- Reading passage -
** Start **

The biggest jobs Felicity Stewart and Matthias Hollenstein had previously overseen were a Potts Point shop fit-out and an arts studio in the Southern Highlands. But by winning City of Sydney Council’s design competition for the $40 million library and plaza at Green Square, their fledgling firm Stewart Hollenstein will oversee a major project for the next five years.
“It’s amazing to have won, knowing we were competing against some firms we respect so highly,” Hollenstein tells BRW. “It’s certainly a turning point. It’s a very rare thing to win a design competition as an outsider. Usually you go through an established firm working on their project.”
Architects from 29 countries submitted 167 entries to the competition, which masked the name of the firm from the judges. This meant applicants were judged purely on their design, and not on their clout.
A jury of leading Australian and international architects, including renowned architect Glenn Murcutt, unanimously chose the Stewart Hollenstein design, which involves a below-ground library connecting with the plaza to maximise public space. Theirs was the only design that didn’t focus on above-ground buildings.

** End **

- Listed records -
** Start **

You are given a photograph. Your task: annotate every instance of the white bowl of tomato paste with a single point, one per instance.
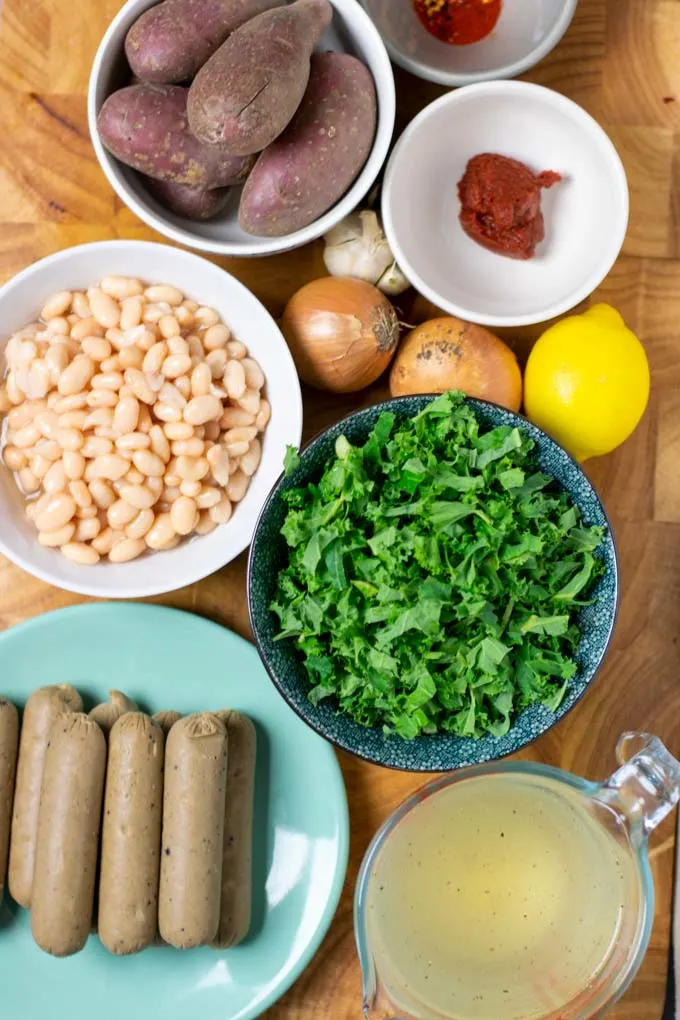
(459, 42)
(505, 203)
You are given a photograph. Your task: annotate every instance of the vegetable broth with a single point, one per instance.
(501, 898)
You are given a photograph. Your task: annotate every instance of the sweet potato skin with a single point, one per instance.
(171, 41)
(250, 89)
(306, 170)
(145, 126)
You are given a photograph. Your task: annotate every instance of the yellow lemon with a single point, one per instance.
(587, 381)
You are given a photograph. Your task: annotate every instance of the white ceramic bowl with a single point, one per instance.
(525, 33)
(585, 214)
(351, 32)
(75, 268)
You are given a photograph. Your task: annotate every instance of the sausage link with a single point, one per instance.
(193, 831)
(9, 738)
(41, 711)
(166, 719)
(108, 712)
(234, 917)
(131, 834)
(70, 806)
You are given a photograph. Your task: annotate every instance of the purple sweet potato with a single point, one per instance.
(250, 89)
(170, 42)
(306, 170)
(191, 203)
(145, 126)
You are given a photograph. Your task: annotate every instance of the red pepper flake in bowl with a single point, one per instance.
(459, 21)
(501, 204)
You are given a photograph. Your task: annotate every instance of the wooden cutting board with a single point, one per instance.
(620, 60)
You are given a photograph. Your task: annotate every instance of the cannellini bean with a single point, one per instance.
(238, 487)
(120, 513)
(133, 441)
(206, 524)
(59, 510)
(234, 379)
(155, 357)
(76, 375)
(105, 310)
(96, 446)
(105, 541)
(13, 458)
(221, 512)
(202, 409)
(184, 515)
(58, 304)
(111, 466)
(73, 463)
(208, 497)
(79, 552)
(215, 337)
(28, 480)
(126, 550)
(191, 489)
(81, 305)
(188, 448)
(149, 463)
(141, 524)
(59, 538)
(163, 293)
(236, 417)
(161, 533)
(159, 443)
(102, 494)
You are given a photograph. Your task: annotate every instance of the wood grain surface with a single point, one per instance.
(620, 60)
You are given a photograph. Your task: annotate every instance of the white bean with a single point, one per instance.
(58, 304)
(79, 552)
(59, 538)
(184, 515)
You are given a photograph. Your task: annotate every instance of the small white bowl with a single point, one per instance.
(352, 32)
(586, 214)
(524, 34)
(154, 572)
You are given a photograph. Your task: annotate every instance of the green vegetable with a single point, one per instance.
(434, 575)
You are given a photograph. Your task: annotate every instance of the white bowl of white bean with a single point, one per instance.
(146, 404)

** End **

- Goal of the exercise -
Write the next part of the article about the Green Square library design competition, picking up after its final sentence. The data has no connection to the text about the Green Square library design competition.

- Task response -
It includes an amphitheatre, a sunken storytelling garden and music rooms for residents, many living in apartments, to practice instruments without irritating their neighbours.
“It’s a piece of public space that’s under extreme pressure to create a high amenity space,” Hollenstein says. “You have limited sun, tall buildings around it. It’s not as easy as Bondi Beach or Circular Quay where you have this amazing outlook.”
Hollenstein and Stewart have run their firm part-time since 2010, each completing major jobs with their main employers. Hollenstein works for the NSW Government Architect, and Stewart with major architecture firm Hassell. But both are planning to transition into full-time work with their own firm and seek other major projects.
“Winning this competition says we have something to contribute to public buildings and public space; it’s a validation of our approach,” Hollenstein says.
He hopes more government building projects will seek participants through blind competitions. “I think that's a really special thing at a time when most major urban renewal schemes in Australia are clouded in a lot of secrecy,” he says. “Those processes may not have proven to have provided innovative, high quality outcomes. For City of Sydney to have taken this step, I think they deserve full credit.”